| Problem 1 |
Write out a passage from the timing analysis excerpt, beginning at the words "The clock path is" and stopping after "timing analysis (hold)".
| Problem 2 |
List every time value given in nanoseconds in the timing analysis excerpt.
| Problem 3 |
Answer these questions from the timing analysis excerpt:
(a) What is the FPGA's own data path delay?
(b) At what time does the clock path end?
(c) Why is there no clock network delay compensation?

| Source extract |
****************************************

This analysis starts in “Data Arrival Path” with setting the input port (test_in) at 4 ns as specified in the max input delay constraint, and continues that data path. Together with the FPGA’s own data path delay (7.499 ns), the total data path delay stands at 11.499 ns.

The clock path is the calculated in “Data Required Path”, starting from the following clock at 20 ns. The clock travels from the input pin to the flip-flop (with no clock network delay compensation, since no PLL is involved), taking into account the calculated jitter. All in all, the clock path ends at 23.840 ns, which is 12.341 ns after the data arrived to the flip-flop, which is this constraint’s slack.

It’s simple to see from this analysis that the max input delay is the clock-to-output ( + board delay), as it’s the starting time of the data path.

set_input_delay -min timing analysis (hold)

****************************************

| Provided information |
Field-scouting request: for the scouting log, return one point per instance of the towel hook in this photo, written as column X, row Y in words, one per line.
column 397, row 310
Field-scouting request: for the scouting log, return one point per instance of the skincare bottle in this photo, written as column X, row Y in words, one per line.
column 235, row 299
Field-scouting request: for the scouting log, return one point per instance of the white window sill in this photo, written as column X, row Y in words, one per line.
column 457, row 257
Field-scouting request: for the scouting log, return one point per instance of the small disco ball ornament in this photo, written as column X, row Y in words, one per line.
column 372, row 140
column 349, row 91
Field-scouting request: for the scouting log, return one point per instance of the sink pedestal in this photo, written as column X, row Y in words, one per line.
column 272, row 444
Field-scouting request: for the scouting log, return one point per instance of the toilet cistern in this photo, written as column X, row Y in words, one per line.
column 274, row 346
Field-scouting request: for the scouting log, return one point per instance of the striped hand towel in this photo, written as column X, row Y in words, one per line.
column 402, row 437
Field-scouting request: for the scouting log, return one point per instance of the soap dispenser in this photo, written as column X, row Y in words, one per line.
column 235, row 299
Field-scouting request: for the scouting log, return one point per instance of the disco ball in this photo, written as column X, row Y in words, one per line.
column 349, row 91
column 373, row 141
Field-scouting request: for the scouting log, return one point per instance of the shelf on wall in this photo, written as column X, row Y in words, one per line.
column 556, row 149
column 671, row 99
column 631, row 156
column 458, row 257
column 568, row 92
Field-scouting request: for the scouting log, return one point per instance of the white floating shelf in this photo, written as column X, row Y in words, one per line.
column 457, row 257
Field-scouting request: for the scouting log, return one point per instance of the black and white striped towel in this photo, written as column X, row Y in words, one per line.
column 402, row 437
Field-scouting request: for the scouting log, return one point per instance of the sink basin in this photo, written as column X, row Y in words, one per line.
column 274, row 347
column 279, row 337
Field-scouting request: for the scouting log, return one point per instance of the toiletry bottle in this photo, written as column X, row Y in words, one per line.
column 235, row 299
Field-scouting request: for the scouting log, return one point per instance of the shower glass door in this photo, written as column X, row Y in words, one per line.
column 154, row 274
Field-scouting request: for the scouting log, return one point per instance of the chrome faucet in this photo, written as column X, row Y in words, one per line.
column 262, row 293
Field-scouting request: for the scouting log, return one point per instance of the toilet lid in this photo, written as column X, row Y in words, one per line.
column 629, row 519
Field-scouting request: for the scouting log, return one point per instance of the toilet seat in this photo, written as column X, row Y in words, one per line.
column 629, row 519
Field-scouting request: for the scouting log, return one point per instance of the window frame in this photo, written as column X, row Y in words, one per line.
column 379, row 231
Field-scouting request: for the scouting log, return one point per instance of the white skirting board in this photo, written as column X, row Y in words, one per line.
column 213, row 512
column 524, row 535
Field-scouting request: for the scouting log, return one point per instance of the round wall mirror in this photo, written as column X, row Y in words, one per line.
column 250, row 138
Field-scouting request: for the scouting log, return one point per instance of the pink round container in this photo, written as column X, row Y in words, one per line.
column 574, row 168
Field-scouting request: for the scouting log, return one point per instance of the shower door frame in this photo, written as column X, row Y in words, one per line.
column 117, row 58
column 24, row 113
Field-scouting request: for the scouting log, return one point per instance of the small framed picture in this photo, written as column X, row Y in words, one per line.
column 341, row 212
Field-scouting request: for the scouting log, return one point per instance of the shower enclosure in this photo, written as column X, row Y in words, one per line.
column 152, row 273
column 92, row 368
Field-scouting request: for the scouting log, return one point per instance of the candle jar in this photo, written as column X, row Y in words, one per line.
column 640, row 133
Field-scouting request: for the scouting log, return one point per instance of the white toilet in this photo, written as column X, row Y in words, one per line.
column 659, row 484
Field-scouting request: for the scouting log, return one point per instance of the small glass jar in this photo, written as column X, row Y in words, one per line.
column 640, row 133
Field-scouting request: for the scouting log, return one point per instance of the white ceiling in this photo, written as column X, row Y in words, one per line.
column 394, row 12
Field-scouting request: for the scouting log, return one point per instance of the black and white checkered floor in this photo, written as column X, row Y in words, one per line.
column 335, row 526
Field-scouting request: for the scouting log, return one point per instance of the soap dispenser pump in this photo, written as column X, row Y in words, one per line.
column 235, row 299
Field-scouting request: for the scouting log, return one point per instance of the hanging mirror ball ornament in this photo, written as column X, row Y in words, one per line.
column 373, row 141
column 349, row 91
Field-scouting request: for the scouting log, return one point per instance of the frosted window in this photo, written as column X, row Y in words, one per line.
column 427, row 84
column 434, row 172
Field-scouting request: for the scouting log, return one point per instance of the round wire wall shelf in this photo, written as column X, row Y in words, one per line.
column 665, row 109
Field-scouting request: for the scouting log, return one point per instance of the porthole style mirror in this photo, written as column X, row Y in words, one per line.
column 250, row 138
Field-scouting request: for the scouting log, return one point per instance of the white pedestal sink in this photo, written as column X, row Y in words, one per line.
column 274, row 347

****************************************

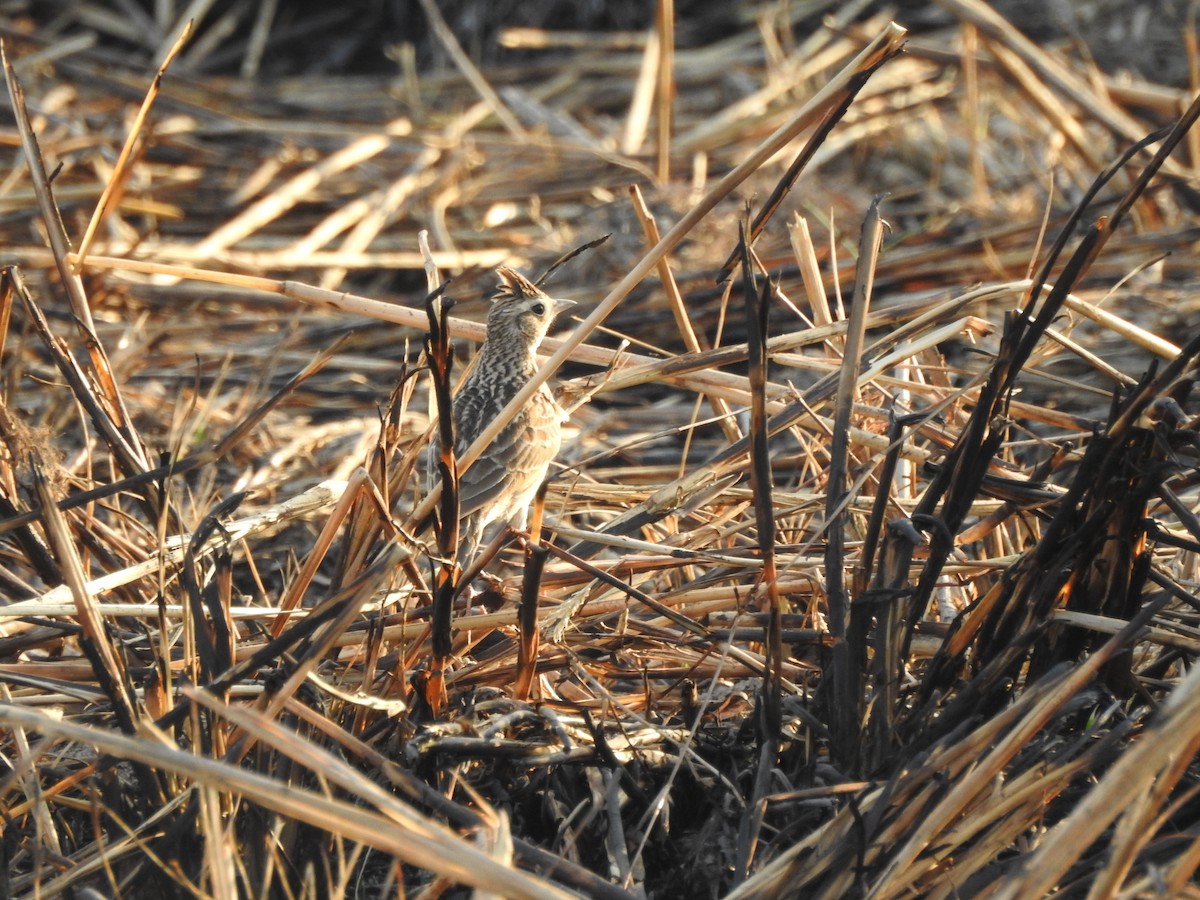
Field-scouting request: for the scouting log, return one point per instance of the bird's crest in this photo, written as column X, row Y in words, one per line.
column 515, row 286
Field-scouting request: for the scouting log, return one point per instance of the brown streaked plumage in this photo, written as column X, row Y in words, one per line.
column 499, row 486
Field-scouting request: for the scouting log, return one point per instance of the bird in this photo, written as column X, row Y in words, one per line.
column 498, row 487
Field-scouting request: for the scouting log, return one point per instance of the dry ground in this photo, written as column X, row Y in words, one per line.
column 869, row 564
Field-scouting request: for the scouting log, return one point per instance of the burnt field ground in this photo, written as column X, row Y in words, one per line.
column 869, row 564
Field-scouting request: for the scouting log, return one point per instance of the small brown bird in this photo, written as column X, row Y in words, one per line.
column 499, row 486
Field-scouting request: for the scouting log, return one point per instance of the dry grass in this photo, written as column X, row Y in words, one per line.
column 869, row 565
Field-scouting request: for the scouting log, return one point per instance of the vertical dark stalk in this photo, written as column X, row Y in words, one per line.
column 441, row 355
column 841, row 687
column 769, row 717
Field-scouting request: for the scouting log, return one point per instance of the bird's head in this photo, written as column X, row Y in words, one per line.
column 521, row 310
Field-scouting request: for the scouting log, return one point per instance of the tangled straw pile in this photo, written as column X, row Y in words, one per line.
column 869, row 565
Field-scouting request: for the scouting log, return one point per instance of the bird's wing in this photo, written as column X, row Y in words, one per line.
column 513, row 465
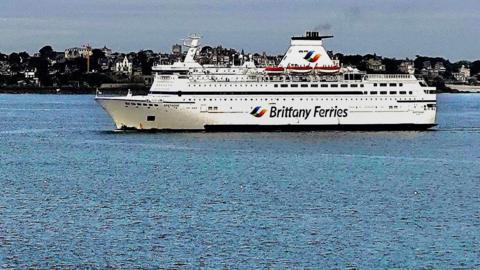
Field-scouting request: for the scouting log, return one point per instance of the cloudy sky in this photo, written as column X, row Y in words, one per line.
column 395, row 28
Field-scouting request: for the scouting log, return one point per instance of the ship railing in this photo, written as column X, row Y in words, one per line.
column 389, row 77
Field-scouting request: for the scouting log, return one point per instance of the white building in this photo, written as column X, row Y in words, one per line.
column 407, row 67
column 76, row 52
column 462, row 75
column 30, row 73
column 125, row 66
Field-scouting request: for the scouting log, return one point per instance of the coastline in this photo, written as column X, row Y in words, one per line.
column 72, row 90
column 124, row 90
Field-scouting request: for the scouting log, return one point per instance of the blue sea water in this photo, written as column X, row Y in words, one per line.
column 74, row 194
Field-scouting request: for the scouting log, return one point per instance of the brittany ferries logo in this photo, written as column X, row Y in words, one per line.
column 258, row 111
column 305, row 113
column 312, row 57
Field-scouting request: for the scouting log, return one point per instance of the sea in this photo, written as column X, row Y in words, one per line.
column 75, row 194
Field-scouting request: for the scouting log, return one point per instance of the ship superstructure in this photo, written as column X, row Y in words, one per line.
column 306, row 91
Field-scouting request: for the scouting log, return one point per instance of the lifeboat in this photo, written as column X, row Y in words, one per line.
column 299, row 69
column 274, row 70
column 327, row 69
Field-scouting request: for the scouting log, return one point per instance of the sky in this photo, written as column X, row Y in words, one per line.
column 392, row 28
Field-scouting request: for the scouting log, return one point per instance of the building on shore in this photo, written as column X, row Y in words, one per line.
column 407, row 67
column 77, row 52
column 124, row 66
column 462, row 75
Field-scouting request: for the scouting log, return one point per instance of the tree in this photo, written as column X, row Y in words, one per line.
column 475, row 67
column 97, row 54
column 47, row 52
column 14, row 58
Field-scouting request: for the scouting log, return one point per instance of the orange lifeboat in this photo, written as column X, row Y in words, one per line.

****************************************

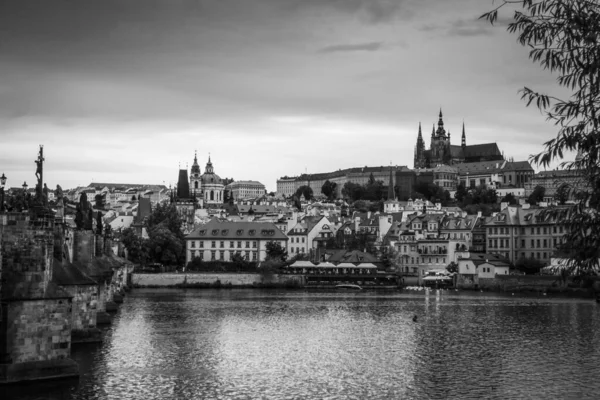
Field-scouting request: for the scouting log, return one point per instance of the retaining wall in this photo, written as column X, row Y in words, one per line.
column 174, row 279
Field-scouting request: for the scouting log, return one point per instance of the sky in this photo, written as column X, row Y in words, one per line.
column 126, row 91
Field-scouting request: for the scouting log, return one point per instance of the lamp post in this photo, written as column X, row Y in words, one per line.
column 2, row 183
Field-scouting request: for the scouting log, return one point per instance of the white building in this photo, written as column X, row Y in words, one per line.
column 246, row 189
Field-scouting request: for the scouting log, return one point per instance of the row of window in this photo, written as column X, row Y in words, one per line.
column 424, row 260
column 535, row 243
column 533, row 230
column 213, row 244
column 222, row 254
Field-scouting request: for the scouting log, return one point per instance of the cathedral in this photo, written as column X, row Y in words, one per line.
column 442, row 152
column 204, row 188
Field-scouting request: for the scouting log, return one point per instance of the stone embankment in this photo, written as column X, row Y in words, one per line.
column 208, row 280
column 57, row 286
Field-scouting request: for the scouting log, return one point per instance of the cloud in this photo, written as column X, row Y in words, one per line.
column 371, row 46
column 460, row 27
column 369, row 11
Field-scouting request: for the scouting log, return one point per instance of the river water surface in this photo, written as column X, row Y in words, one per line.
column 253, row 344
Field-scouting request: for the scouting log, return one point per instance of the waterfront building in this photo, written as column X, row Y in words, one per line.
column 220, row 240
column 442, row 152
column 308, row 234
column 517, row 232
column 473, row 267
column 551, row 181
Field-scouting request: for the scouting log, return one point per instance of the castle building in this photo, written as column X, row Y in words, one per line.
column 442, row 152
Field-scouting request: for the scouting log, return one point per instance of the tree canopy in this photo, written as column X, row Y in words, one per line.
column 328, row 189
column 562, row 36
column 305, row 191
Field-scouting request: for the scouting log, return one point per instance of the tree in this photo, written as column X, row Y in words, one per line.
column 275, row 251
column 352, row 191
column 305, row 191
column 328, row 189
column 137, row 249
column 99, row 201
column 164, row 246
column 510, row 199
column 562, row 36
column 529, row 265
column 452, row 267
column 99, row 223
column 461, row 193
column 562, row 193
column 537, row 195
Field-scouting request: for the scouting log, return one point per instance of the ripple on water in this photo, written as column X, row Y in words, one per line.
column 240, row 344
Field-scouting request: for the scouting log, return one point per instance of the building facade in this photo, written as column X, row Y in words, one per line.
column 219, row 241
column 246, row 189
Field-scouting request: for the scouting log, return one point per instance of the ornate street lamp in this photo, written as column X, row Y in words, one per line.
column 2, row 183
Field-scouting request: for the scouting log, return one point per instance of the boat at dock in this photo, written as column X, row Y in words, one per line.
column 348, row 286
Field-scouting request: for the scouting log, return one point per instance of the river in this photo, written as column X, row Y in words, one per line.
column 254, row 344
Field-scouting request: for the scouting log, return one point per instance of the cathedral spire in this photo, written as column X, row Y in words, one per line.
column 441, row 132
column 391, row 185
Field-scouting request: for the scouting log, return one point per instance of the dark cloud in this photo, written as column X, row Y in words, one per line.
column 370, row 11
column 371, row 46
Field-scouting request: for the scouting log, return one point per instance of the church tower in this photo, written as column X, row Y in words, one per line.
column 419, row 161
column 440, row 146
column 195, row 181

****************************************

| Written response 1 |
The clock path is the calculated in “Data Required Path”, starting from the following clock at 20 ns. The clock travels from the input pin to the flip-flop (with no clock network delay compensation, since no PLL is involved), taking into account the calculated jitter. All in all, the clock path ends at 23.840 ns, which is 12.341 ns after the data arrived to the flip-flop, which is this constraint’s slack.

It’s simple to see from this analysis that the max input delay is the clock-to-output ( + board delay), as it’s the starting time of the data path.

set_input_delay -min timing analysis (hold)

| Written response 2 |
4 ns
7.499 ns
11.499 ns
20 ns
23.840 ns
12.341 ns

| Written response 3 |
(a) 7.499 ns
(b) 23.840 ns
(c) Because no PLL is involved.